## SOURCE TEXT
# Suggested Reading



## vdjyvr (Jul 22, 2010)

this is such an awesome site . . very informative forum exchanges.
I am particularly interested in some books on early retirement, money management, personal finance, etc. I've come accross some titles such as Money Road (Gart Turner), Why Swim with the Sharks (Diana Salomaa) from forum exchanges and they have been very helpful. Would anyone have other book suggestions . . nothing too technical though. Thanks a lot everyone and great job with the exchange of information !


----------



## kcowan (Jul 1, 2010)

Here are some other pointers:
http://www.shakesprimer.com/
http://www.bylo.org/
http://www.efficientmarket.ca/
http://www.prefblog.com/
Good luck! Lots to absorb.


----------



## humble_pie (Jun 7, 2009)

one member who seems to keep a thoughtful eye on his library's best titles is Spidey. I don't remember his favourite picks, but if you can whiz thru Spidey's messages you'll probably pick up some good ideas.

another well-read personnage here is library aficionado Harold Crump.

alas i don't have any suggestions for you since i happen to believe the best finance info is splashed, leaked, painted, striped, hinted, tweeted & posted in random hits across the internet media. From time to time there are valuable nuggets right here on moneyforum. All this makes for a chaotic learning experience. And i for one would hesitate to put faith in garth turner.


----------



## MoneyGal (Apr 24, 2009)

File this under "shameless self-promotion:" James Daw in the Toronto Star reviewed a copy of my forthcoming book, and I thought this was a nice review:

_The musical score I would choose to accompany the new advice book Pensionize Your Nest Egg would surely be The 1812 Overture.

A canon would fire each time the authors attack a myth or popular misconception.

## AVAILABLE RECORDS
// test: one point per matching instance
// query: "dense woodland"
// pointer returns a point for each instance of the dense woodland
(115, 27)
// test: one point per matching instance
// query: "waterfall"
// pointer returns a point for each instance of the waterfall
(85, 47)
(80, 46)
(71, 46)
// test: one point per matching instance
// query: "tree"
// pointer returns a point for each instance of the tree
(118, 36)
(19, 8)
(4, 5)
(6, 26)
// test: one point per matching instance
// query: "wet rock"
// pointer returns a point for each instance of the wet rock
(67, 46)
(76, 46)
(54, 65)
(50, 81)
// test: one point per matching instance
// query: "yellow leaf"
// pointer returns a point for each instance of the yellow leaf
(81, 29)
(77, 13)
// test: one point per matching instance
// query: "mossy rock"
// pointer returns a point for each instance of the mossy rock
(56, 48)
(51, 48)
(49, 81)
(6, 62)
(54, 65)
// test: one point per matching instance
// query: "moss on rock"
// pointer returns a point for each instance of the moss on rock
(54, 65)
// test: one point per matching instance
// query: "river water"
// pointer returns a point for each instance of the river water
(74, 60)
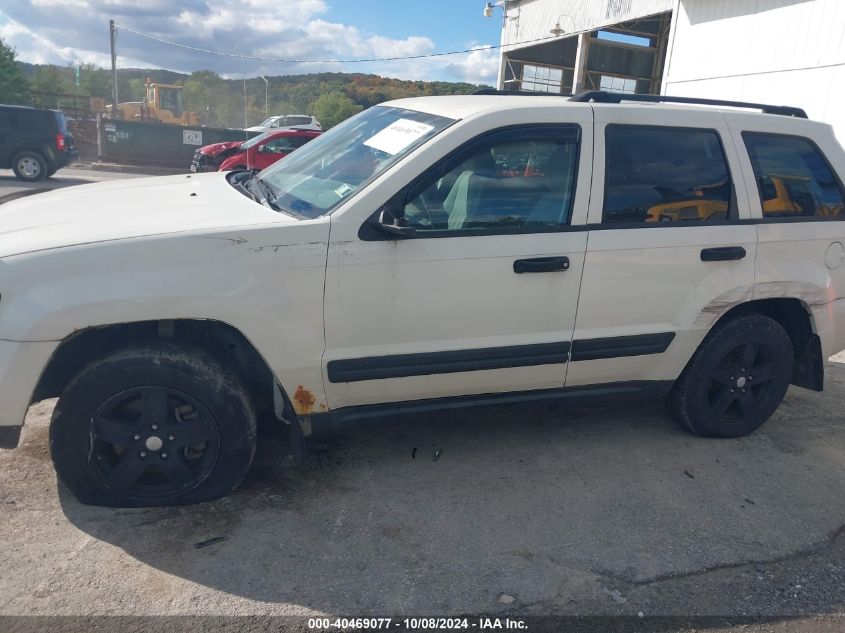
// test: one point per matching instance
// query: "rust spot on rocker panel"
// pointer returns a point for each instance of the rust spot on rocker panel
(303, 400)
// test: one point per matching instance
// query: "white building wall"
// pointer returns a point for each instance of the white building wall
(788, 52)
(533, 19)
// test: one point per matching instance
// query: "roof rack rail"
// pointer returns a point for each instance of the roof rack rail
(519, 93)
(600, 96)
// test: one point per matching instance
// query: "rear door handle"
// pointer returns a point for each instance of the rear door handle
(541, 265)
(722, 254)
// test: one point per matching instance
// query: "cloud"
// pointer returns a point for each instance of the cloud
(479, 66)
(69, 31)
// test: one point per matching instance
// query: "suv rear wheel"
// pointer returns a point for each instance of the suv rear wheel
(153, 426)
(736, 379)
(29, 166)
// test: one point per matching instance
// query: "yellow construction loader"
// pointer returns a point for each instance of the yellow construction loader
(162, 103)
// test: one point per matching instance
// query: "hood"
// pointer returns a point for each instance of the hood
(117, 210)
(217, 148)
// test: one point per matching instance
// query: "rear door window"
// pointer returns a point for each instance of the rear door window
(660, 175)
(793, 177)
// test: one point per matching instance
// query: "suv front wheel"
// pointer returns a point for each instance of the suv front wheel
(736, 379)
(29, 166)
(153, 426)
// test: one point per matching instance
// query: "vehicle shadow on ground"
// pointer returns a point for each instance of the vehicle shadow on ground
(445, 513)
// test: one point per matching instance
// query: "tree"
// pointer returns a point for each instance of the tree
(48, 83)
(331, 108)
(14, 88)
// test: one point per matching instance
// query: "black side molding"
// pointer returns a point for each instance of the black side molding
(401, 365)
(348, 417)
(10, 436)
(639, 345)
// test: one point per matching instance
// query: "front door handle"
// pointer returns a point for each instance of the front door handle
(722, 254)
(541, 265)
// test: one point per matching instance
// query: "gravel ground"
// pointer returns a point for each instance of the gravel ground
(594, 508)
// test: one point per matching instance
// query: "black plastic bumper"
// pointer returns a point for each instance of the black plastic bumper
(9, 436)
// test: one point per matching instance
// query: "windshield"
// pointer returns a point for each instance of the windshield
(319, 176)
(255, 140)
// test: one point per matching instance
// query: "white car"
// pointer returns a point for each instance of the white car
(427, 253)
(298, 121)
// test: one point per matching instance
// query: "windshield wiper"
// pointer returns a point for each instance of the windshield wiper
(263, 192)
(242, 187)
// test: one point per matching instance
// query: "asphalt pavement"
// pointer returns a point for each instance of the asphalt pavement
(592, 508)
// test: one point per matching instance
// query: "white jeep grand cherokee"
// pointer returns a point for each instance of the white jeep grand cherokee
(427, 253)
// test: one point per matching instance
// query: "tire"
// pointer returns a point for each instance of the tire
(718, 394)
(153, 426)
(29, 166)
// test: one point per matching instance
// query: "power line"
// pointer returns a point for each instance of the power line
(332, 61)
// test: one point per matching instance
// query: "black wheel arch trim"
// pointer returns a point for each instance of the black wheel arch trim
(10, 436)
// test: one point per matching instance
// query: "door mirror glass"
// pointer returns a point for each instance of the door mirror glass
(390, 224)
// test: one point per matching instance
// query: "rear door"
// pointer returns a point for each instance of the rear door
(667, 253)
(5, 136)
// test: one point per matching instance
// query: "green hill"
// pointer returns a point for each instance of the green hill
(329, 96)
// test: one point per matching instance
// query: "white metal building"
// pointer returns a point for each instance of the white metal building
(789, 52)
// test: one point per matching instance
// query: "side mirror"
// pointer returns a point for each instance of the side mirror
(388, 223)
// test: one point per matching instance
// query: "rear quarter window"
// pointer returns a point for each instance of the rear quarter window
(794, 178)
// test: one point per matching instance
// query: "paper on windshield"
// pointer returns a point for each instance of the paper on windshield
(398, 135)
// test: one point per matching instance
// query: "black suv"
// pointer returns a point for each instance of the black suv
(35, 143)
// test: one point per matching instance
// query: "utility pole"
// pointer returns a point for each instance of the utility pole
(266, 93)
(112, 38)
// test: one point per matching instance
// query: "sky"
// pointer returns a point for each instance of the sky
(76, 31)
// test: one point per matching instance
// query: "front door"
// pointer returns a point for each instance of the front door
(482, 299)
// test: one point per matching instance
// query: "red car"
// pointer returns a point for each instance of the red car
(209, 157)
(262, 151)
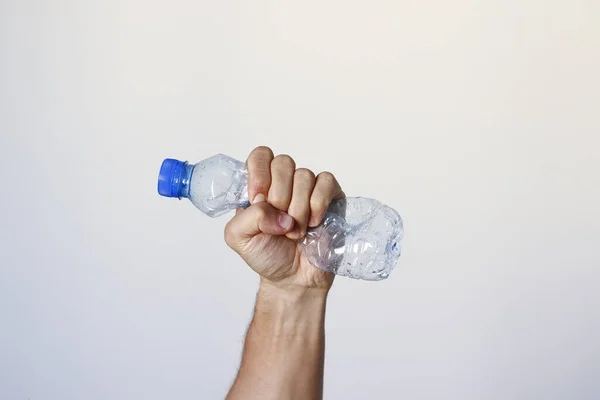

## WRITTEN REQUEST 1
Collect every line of the records that contains the string "window".
## WRITTEN REQUEST 2
Write what comes next in the personal finance reading thread, picking up right after its last line.
The personal finance reading thread and the records have no connection to each other.

## RESULT 1
// query: "rear door window"
// pointer returns a point for each instance of the rear door window
// query: "rear quarter window"
// pointer returns a point for each instance of the rear quarter window

## RESULT 2
Business professor Moshe Milevsky and his business associate Alexandra Macqueen take aim at several fallacies while setting out their seven steps for getting by without a true pension plan. _

http://www.thestar.com/article/845781--daw-do-you-really-have-a-pension


----------



## kcowan (Jul 1, 2010)

MoneyGal said:


> Alexandra Macqueen


Hi FoF. Did not recognize you here!


----------



## MoneyGal (Apr 24, 2009)

Here, there and everywhere. Soon to be appearing in a bookstore near you! (In book form only. No actual appearance implied.)


----------



## andrewf (Mar 1, 2010)

Not to nitpick, but I can understand how one fires a cannon. I'm not sure how one would fire a canon.


----------



## MoneyGal (Apr 24, 2009)

Well, the book does kind of fire different canons of received wisdom around personal finance.


----------



## MoneyGal (Apr 24, 2009)

The preface, intro and Chapter 1 of Pensionize Your Nest Egg are up at Scribd.com: 

http://www.scribd.com/doc/35720583/...cation-to-Create-a-Guaranteed-Income-for-Life

Take a look!


----------



## Oldroe (Sep 18, 2009)

No Hype Gail Bebee should be standard reading.


----------



## HaroldCrump (Jun 10, 2009)

MoneyGal said:


> The preface, intro and Chapter 1 of Pensionize Your Nest Egg are up at Scribd.com:
> 
> Take a look!


Thanks, MG...starting to read and already interested/intrigued.
In Chapter 1, Nortel pension example is used.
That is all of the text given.